### What the exercise asks
Reproduce, word for word, the stretch of the article on Medicare payment cuts from "Late in September, a" through "to risk it.".

### Exercise text
Steep reduction certain unless groups convince Congress otherwise

November 1, 2007

An impending cut of 9.9 percent in average Medicare reimbursement rates is only months away and will be imposed unless physician organizations and specialty groups, including those representing dermatologists, can convince Congress to reach a solution.

Late in September, a strategy that would have used a popular children's health bill to slip through language that would have turned that huge reduction into a 0.5 percent increase in both 2008 and 2009 was scuttled as lawmakers scrambled to maximize the vote count in anticipation of a presidential veto.

The bill was the State Children's Health Insurance Program (SCHIP) reauthorization, which would increase that program by $35 billion per year.

Physician organizations had hoped that negotiators could preserve that language while crafting a compromise. But lawmakers decided not to risk it.

"As part of the compromise between the Senate and the House, House leaders have agreed to put aside Medicare for the time being so we can focus on getting health insurance to children," says Sen. Charles Grassley (R-Iowa), the top Republican on the Senate Finance Committee.

Some Republican senators had threatened to withdraw their support because of that provision, objecting to its funding through elimination of federal subsidies to private Medicare plans.

The American Medical Association expressed disappointment at the decision. "Congress has two important access-to-healthcare priorities that must be addressed this year," declared AMA President-elect Nancy H. Nielsen, M.D., Ph.D., "renewing health care coverage for kids and preserving seniors' access to care."

The issue of physician reimbursement has been argued as being key to senior access to medical care, with physician organizations contending that many physicians will simply stop serving Medicare patients if scheduled cuts take effect.

### Records
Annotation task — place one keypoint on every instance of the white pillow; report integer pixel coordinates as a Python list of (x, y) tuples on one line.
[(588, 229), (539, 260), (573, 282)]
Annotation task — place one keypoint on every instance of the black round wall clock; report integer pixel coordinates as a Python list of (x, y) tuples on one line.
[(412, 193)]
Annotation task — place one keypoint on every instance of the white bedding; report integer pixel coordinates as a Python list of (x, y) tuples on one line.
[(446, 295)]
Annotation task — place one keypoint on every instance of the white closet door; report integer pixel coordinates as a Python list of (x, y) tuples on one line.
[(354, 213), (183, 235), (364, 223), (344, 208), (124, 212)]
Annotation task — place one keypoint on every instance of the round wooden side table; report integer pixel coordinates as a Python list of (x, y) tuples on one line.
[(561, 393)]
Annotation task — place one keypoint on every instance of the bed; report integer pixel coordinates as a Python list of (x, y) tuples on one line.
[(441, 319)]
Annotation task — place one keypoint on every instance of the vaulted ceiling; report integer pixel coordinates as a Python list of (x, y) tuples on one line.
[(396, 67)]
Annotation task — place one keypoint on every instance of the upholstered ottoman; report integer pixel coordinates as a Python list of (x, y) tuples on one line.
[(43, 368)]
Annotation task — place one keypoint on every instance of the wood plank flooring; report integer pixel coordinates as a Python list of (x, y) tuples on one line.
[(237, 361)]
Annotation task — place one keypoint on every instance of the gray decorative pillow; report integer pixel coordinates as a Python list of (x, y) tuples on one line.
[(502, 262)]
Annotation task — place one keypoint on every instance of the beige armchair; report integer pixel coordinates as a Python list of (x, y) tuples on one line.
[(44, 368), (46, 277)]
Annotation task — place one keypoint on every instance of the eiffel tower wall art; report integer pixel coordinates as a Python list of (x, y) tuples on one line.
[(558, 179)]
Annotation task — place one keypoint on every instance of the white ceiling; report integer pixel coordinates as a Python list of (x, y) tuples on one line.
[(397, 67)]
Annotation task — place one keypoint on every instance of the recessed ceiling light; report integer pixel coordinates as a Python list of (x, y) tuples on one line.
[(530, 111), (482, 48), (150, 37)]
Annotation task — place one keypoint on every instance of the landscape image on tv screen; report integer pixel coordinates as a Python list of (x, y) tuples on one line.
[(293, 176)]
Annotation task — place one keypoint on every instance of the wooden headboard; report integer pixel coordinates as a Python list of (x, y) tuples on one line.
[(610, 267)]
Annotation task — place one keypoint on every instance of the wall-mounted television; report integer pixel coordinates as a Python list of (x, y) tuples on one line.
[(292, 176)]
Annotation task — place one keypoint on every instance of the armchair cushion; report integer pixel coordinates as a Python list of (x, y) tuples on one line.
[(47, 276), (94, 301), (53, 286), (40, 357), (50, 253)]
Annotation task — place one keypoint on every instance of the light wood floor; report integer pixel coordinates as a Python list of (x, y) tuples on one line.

### Exercise solution
Late in September, a strategy that would have used a popular children's health bill to slip through language that would have turned that huge reduction into a 0.5 percent increase in both 2008 and 2009 was scuttled as lawmakers scrambled to maximize the vote count in anticipation of a presidential veto.

The bill was the State Children's Health Insurance Program (SCHIP) reauthorization, which would increase that program by $35 billion per year.

Physician organizations had hoped that negotiators could preserve that language while crafting a compromise. But lawmakers decided not to risk it.